PERMINTAAN: Tuliskan kembali kata demi kata seluruh kutipan tentang sikap berbaik sangka yang tercantum di bawah.
### KUTIPAN ###
Jumat, 18 Januari 2013
sikap khusnudzon alias berbaik sangka
Rasulullah SAW selalu mencontohkan
kepada para sahabatnya untuk berbaik
sangka terhadap semua orang.
Abu Hurairah RA meriwayatkan bahwa suatu ketika
Rasulullah mengutus Umar untuk menarik zakat, tetapi Ibnu
Jamil, Khalid bin Walid, dan Abbas paman Rasulullah tidak
menyerahkan (zakat).
Sehingga beliau bersabda, "Tidak ada sesuatu yang membuat
Ibnu Jamil enggan untuk menyerahkan zakat, kecuali karena
dia fakir, kemudian Allah menjadikannya kaya."
"Adapun Khalid, sesungguhnya kalian telah berbuat zalim
terhadapnya (karena) ia menginfakkan baju besi dan
peralatan perangnya di jalan Allah. Adapun Abbas, aku telah
mengambil zakatnya dua tahun yang lalu." (HR Bukhari dan
Muslim).
Rasul SAW senantiasa memperingatkan umat Islam agar
menjauhi prasangka buruk. "Jauhilah prasangka karena
sesungguhnya prasangka itu pembicaraan yang paling dusta.
### BAHAN YANG DISEDIAKAN ###
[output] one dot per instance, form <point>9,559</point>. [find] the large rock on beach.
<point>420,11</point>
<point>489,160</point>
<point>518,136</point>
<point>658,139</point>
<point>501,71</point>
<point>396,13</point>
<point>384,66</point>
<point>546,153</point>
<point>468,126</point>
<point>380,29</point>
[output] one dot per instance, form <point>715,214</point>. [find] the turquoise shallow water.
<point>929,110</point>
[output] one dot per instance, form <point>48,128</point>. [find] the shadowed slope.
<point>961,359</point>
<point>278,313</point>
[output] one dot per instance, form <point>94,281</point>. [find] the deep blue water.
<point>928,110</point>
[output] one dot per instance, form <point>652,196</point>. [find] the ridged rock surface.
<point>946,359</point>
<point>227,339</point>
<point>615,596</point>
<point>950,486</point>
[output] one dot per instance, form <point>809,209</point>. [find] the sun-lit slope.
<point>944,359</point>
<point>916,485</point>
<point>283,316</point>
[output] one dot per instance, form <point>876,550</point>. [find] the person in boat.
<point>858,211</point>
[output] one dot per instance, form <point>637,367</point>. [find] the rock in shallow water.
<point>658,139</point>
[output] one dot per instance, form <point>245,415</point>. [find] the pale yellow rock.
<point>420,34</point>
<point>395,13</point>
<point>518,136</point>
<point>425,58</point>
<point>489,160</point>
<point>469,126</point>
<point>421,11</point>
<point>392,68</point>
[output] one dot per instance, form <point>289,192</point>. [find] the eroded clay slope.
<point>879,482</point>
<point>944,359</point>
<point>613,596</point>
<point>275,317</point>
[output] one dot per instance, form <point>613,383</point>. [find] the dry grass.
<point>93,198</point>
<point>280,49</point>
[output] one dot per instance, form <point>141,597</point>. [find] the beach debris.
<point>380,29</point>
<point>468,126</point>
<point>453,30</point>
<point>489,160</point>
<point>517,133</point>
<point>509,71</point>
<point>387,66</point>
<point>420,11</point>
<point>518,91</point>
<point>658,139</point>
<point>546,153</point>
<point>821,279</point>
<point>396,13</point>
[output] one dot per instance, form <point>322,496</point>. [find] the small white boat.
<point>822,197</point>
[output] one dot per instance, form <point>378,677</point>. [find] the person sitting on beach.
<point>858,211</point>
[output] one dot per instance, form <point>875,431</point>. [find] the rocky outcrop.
###
HASIL BERIKUT:
Jumat, 18 Januari 2013
sikap khusnudzon alias berbaik sangka
Rasulullah SAW selalu mencontohkan
kepada para sahabatnya untuk berbaik
sangka terhadap semua orang.
Abu Hurairah RA meriwayatkan bahwa suatu ketika
Rasulullah mengutus Umar untuk menarik zakat, tetapi Ibnu
Jamil, Khalid bin Walid, dan Abbas paman Rasulullah tidak
menyerahkan (zakat).
Sehingga beliau bersabda, "Tidak ada sesuatu yang membuat
Ibnu Jamil enggan untuk menyerahkan zakat, kecuali karena
dia fakir, kemudian Allah menjadikannya kaya."
"Adapun Khalid, sesungguhnya kalian telah berbuat zalim
terhadapnya (karena) ia menginfakkan baju besi dan
peralatan perangnya di jalan Allah. Adapun Abbas, aku telah
mengambil zakatnya dua tahun yang lalu." (HR Bukhari dan
Muslim).
Rasul SAW senantiasa memperingatkan umat Islam agar
menjauhi prasangka buruk. "Jauhilah prasangka karena
sesungguhnya prasangka itu pembicaraan yang paling dusta.